「Target: brown leather shoe」を含む行から始めて「(1012, 465)」を含む行までを、両端の行も含め、一行も省かずに書き直せ。その際、答えの座標の数値はそれぞれ-22ずらし、この範囲以外の項目は出さないこと。

■ ■ ■ ■ ■

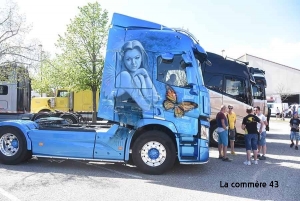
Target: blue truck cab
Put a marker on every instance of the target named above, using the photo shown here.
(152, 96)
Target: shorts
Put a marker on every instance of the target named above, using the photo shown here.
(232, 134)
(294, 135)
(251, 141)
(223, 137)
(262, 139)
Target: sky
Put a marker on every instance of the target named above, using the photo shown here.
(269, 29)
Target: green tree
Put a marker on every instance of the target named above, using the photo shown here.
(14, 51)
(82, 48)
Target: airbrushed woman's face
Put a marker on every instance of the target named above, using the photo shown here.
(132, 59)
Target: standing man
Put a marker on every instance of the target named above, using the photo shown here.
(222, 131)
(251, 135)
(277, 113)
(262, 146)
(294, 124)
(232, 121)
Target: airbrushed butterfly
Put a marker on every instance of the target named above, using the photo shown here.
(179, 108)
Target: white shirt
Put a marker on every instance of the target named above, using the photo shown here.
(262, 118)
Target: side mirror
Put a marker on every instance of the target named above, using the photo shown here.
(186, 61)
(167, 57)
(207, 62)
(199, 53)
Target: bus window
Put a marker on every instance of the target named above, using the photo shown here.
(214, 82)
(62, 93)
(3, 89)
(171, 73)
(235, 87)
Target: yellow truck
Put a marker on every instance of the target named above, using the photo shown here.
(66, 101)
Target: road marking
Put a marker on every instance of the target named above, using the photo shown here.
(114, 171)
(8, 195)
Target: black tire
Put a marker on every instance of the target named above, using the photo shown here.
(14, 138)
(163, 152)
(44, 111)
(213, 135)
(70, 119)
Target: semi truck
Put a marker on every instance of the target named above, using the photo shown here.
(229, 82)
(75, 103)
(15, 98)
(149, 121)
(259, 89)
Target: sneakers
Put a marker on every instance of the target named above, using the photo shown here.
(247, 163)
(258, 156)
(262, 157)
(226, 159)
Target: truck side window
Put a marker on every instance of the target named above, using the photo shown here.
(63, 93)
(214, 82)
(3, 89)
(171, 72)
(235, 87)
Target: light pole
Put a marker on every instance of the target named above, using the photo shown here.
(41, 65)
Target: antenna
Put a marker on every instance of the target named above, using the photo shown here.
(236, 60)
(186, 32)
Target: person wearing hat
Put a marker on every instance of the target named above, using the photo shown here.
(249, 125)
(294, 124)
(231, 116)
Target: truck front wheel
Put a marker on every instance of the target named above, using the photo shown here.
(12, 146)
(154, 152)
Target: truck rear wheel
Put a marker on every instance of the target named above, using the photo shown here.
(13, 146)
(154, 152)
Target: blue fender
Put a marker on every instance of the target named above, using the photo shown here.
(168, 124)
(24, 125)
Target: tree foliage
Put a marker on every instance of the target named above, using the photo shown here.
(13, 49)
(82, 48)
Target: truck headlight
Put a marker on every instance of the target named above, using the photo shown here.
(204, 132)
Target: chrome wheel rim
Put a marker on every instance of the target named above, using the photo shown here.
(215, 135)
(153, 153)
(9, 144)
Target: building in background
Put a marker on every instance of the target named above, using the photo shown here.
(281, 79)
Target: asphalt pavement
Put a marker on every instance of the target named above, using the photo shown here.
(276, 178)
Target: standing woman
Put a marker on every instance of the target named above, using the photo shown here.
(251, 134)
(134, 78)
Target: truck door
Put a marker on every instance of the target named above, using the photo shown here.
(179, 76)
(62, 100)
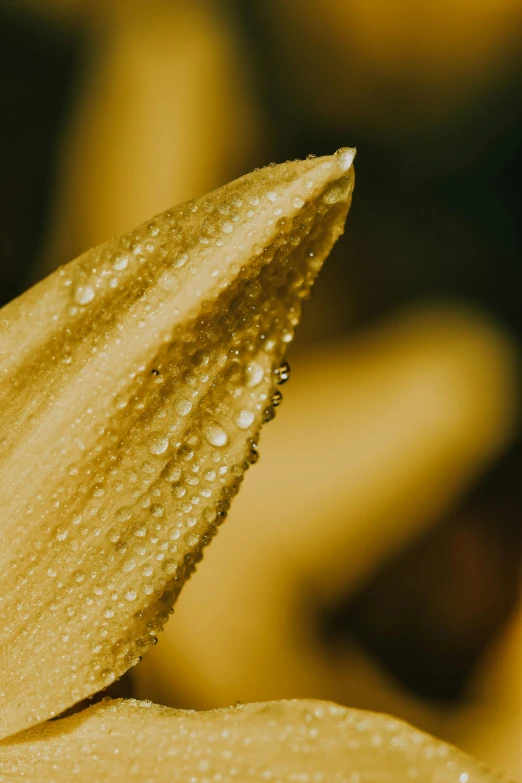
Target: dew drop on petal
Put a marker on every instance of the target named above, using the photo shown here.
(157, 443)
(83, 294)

■ ■ ■ ■ ■

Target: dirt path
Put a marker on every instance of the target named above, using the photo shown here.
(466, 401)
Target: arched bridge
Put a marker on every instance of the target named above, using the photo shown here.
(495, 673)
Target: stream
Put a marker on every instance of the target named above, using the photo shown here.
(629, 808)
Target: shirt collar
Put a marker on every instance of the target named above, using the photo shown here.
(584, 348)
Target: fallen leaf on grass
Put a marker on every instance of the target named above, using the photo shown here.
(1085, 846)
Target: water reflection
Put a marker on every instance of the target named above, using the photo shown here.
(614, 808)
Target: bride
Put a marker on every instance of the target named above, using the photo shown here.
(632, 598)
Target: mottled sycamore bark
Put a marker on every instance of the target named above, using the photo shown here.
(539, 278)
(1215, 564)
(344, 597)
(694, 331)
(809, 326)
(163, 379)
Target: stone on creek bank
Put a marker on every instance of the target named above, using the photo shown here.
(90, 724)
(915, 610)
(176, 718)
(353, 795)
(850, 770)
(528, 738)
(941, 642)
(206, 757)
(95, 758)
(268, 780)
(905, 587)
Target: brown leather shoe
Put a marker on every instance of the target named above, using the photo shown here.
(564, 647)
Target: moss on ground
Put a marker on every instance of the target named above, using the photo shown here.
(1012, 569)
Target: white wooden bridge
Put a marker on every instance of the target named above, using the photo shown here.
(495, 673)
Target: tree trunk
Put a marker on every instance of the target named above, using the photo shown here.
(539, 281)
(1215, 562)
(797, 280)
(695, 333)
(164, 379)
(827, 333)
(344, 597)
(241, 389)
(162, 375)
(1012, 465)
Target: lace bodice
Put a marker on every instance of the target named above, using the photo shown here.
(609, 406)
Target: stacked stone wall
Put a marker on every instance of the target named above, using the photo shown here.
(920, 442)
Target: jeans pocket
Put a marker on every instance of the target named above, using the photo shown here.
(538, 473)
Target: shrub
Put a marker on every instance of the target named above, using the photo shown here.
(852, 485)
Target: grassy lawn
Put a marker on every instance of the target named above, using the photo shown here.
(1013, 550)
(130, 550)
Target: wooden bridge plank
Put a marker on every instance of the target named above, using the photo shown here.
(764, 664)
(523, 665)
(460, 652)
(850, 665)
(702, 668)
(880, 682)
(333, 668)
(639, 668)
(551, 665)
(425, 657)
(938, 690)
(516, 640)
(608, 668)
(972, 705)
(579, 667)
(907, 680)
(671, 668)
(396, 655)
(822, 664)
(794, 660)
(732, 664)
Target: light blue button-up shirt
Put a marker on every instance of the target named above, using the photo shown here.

■ ■ ■ ■ ■

§ **作業の結果**
Target: brown leather shoe
Put a marker on every instance of the target named above, using the photo shown here.
(542, 625)
Target: moss on ground
Put a marker on every instance of the target named above, using the photo shown here.
(990, 547)
Target: white wooden bridge
Put a marker on every instance of the target named above, using the photo shown here.
(473, 651)
Target: tree trunk
Put a marker on every instance of the target named above, using the photo shown here.
(517, 259)
(1193, 540)
(775, 258)
(673, 311)
(142, 357)
(805, 311)
(322, 575)
(219, 367)
(140, 353)
(990, 443)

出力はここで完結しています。